Task instructions:
Convert the material below into a JSON array of strings, one string per line, leaving out blank lines and the picture placeholder.

# Start of Entries provided

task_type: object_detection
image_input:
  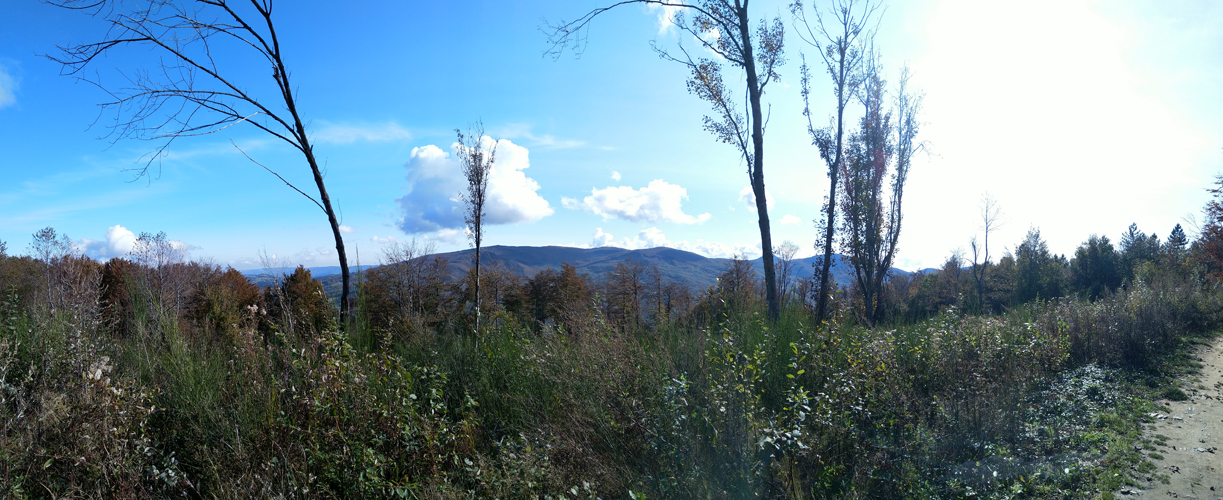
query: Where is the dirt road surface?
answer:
[1117,337,1223,500]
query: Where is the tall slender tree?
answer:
[840,54,923,325]
[970,193,1002,312]
[49,0,349,325]
[790,0,878,319]
[547,0,785,319]
[455,122,497,335]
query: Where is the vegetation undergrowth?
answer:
[0,227,1223,499]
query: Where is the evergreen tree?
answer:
[1163,224,1189,260]
[1011,227,1065,304]
[1070,235,1121,301]
[1120,224,1161,282]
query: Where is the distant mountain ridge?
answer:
[242,244,912,295]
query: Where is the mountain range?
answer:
[243,244,911,295]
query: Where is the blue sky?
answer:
[0,0,1223,269]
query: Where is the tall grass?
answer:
[0,255,1223,499]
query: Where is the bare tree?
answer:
[773,240,799,306]
[840,54,925,325]
[455,122,497,335]
[970,193,1002,311]
[49,0,349,325]
[790,0,878,319]
[547,0,785,319]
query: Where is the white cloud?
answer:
[889,0,1221,267]
[81,224,138,260]
[561,178,711,224]
[739,186,774,214]
[309,121,412,144]
[0,64,17,109]
[591,227,615,248]
[647,4,680,34]
[396,136,554,237]
[77,224,199,260]
[498,123,586,149]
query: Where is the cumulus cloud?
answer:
[739,186,773,213]
[647,4,680,34]
[81,224,138,260]
[498,123,586,149]
[395,136,554,233]
[311,122,412,144]
[77,224,199,260]
[0,64,17,109]
[561,178,711,224]
[591,227,615,248]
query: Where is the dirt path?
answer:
[1117,337,1223,500]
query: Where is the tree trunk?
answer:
[816,54,848,320]
[277,52,349,329]
[737,1,781,320]
[476,242,483,334]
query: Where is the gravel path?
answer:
[1117,337,1223,500]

# End of Entries provided

Response to the exercise:
[
  "task_type: object_detection",
  "image_input:",
  "query: Where is the dirt road surface?",
  "answer:",
  "[1117,337,1223,500]",
  "query: Where is the tall slender tree?",
  "answer:",
  "[840,54,923,325]",
  "[970,193,1002,312]",
  "[49,0,349,325]",
  "[790,0,878,319]",
  "[547,0,785,319]",
  "[455,122,497,335]",
  "query: Where is the vegetation undergrowth?",
  "answer:",
  "[0,227,1223,499]",
  "query: Where is the evergreen tree?",
  "answer:",
  "[1163,224,1189,260]",
  "[1011,227,1065,304]",
  "[1070,235,1121,301]",
  "[1120,224,1161,282]",
  "query: Where is the distant mountain ridge?",
  "answer:",
  "[242,244,912,295]",
  "query: Where is the mountain range?",
  "answer:",
  "[243,244,911,295]",
  "query: Where is the blue sky?",
  "answer:",
  "[0,0,1223,269]",
  "query: Where is the tall grass?",
  "answer:",
  "[0,255,1223,499]",
  "query: Where is the bare tree?",
  "answer:",
  "[773,240,799,306]",
  "[840,54,925,325]",
  "[455,122,497,335]",
  "[970,193,1002,311]",
  "[49,0,349,325]",
  "[790,0,878,319]",
  "[547,0,785,319]",
  "query: Where is the white cloud?",
  "answer:",
  "[889,0,1221,267]",
  "[81,224,138,260]",
  "[561,178,711,224]",
  "[739,186,774,214]",
  "[309,121,412,144]",
  "[0,64,17,109]",
  "[591,227,615,248]",
  "[647,4,680,34]",
  "[396,136,554,237]",
  "[77,224,199,260]",
  "[498,123,586,149]",
  "query: Where is the cumulus cloud?",
  "answer:",
  "[739,186,773,213]",
  "[647,4,680,34]",
  "[81,224,138,260]",
  "[498,123,586,149]",
  "[395,136,554,233]",
  "[311,122,412,144]",
  "[77,224,199,260]",
  "[0,64,17,109]",
  "[561,178,711,224]",
  "[591,227,615,248]",
  "query: Where is the dirt path?",
  "answer:",
  "[1117,337,1223,500]",
  "query: Where is the tree trunk?",
  "answer:",
  "[816,54,848,320]",
  "[277,52,349,329]",
  "[737,1,781,320]",
  "[476,242,483,334]",
  "query: Where is the gravel path?",
  "answer:",
  "[1117,337,1223,500]"
]